▶ **PROBLEM REQUIREMENTS**:
Reproduce the following entries verbatim, each one complete.

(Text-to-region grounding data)
=-=-=
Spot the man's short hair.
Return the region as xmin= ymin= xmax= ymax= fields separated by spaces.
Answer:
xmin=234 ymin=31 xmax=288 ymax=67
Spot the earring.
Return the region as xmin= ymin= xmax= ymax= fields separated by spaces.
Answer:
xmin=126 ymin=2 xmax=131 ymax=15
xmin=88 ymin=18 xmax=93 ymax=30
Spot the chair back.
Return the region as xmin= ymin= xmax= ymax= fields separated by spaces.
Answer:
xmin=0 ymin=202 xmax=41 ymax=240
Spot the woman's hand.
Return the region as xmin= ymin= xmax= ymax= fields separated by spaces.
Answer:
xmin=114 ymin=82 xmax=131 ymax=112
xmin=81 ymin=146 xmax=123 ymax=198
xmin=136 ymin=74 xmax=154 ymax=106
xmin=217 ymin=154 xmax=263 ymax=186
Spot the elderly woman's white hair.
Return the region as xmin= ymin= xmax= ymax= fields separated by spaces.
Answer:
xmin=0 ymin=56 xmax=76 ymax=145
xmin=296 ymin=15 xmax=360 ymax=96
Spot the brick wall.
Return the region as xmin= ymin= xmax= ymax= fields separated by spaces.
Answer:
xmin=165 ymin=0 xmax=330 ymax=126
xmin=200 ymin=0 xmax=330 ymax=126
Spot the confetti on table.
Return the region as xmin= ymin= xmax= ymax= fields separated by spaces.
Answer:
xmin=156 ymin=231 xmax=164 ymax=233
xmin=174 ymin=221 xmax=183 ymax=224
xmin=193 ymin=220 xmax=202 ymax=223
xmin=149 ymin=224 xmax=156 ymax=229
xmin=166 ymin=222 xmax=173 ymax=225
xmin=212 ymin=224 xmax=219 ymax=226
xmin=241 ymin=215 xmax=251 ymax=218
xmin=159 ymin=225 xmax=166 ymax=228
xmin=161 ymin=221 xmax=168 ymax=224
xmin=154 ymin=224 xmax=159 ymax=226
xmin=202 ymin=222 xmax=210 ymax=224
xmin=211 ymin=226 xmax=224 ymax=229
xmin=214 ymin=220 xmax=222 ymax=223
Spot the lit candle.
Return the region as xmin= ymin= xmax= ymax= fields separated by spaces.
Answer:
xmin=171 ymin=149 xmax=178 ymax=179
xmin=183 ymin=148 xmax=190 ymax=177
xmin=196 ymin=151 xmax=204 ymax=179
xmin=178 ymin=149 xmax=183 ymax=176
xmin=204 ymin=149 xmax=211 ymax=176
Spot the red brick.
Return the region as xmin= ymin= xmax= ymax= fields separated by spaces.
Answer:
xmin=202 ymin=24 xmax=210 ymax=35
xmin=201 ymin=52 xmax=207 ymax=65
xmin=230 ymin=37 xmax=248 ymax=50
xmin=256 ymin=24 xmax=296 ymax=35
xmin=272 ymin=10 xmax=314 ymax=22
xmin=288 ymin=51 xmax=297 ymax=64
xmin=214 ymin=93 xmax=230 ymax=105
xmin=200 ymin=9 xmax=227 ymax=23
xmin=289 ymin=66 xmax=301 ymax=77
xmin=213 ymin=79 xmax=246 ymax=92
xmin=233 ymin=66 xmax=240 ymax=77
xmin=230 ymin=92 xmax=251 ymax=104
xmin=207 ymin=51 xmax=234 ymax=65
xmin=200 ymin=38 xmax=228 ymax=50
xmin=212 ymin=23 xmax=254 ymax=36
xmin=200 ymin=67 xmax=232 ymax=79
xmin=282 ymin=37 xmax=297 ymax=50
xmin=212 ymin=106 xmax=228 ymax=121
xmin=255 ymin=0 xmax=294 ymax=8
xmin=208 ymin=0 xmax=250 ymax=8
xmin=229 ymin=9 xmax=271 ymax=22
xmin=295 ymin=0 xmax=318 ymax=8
=-=-=
▶ **ANSWER SPACE**:
Spot the man's short hair.
Return the region as xmin= ymin= xmax= ymax= fields separated by spaces.
Answer:
xmin=234 ymin=31 xmax=288 ymax=67
Spot the earring.
Return the region as xmin= ymin= xmax= ymax= fields separated by spaces.
Answer:
xmin=126 ymin=2 xmax=131 ymax=15
xmin=88 ymin=18 xmax=93 ymax=30
Spot the chair back.
Return the region as xmin= ymin= xmax= ymax= fields separated by spaces.
Answer:
xmin=0 ymin=202 xmax=41 ymax=240
Spot the woman's hand.
Return the region as xmin= ymin= xmax= ymax= fields separated by spaces.
Answer:
xmin=114 ymin=82 xmax=131 ymax=112
xmin=81 ymin=146 xmax=123 ymax=198
xmin=136 ymin=74 xmax=154 ymax=106
xmin=217 ymin=154 xmax=263 ymax=186
Spot the elderly woman's white hair.
Return the region as xmin= ymin= xmax= ymax= fields separated by spaces.
Answer:
xmin=0 ymin=56 xmax=76 ymax=145
xmin=296 ymin=15 xmax=360 ymax=96
Spot the brick wall.
Return the region as xmin= ymin= xmax= ymax= fields separated by spaces.
Answer:
xmin=165 ymin=0 xmax=330 ymax=126
xmin=200 ymin=0 xmax=330 ymax=126
Spot the confetti on table.
Return the region as xmin= ymin= xmax= ymax= fields separated by spaces.
Answer:
xmin=156 ymin=231 xmax=164 ymax=233
xmin=174 ymin=221 xmax=183 ymax=224
xmin=193 ymin=220 xmax=202 ymax=223
xmin=149 ymin=224 xmax=156 ymax=229
xmin=166 ymin=222 xmax=173 ymax=225
xmin=212 ymin=224 xmax=219 ymax=226
xmin=241 ymin=215 xmax=251 ymax=218
xmin=159 ymin=225 xmax=166 ymax=228
xmin=161 ymin=221 xmax=168 ymax=224
xmin=154 ymin=224 xmax=159 ymax=226
xmin=202 ymin=222 xmax=210 ymax=224
xmin=211 ymin=226 xmax=224 ymax=229
xmin=214 ymin=220 xmax=222 ymax=223
Spot the lit candle.
Return the region as xmin= ymin= xmax= ymax= fields separated by spaces.
Answer:
xmin=171 ymin=149 xmax=178 ymax=179
xmin=183 ymin=148 xmax=190 ymax=177
xmin=196 ymin=151 xmax=204 ymax=179
xmin=178 ymin=149 xmax=183 ymax=176
xmin=204 ymin=149 xmax=211 ymax=176
Spot the red brick.
Return the region as xmin= ymin= xmax= ymax= fields separated by spaces.
Answer:
xmin=202 ymin=24 xmax=210 ymax=35
xmin=201 ymin=52 xmax=207 ymax=65
xmin=230 ymin=37 xmax=248 ymax=50
xmin=256 ymin=24 xmax=296 ymax=35
xmin=272 ymin=10 xmax=314 ymax=22
xmin=288 ymin=51 xmax=297 ymax=64
xmin=214 ymin=93 xmax=230 ymax=105
xmin=200 ymin=9 xmax=227 ymax=23
xmin=289 ymin=66 xmax=301 ymax=77
xmin=213 ymin=79 xmax=246 ymax=92
xmin=233 ymin=66 xmax=240 ymax=77
xmin=230 ymin=92 xmax=251 ymax=104
xmin=207 ymin=51 xmax=234 ymax=65
xmin=200 ymin=38 xmax=228 ymax=50
xmin=212 ymin=23 xmax=254 ymax=36
xmin=200 ymin=67 xmax=232 ymax=79
xmin=282 ymin=37 xmax=297 ymax=50
xmin=212 ymin=106 xmax=228 ymax=121
xmin=255 ymin=0 xmax=294 ymax=8
xmin=208 ymin=0 xmax=250 ymax=8
xmin=229 ymin=9 xmax=271 ymax=22
xmin=295 ymin=0 xmax=318 ymax=8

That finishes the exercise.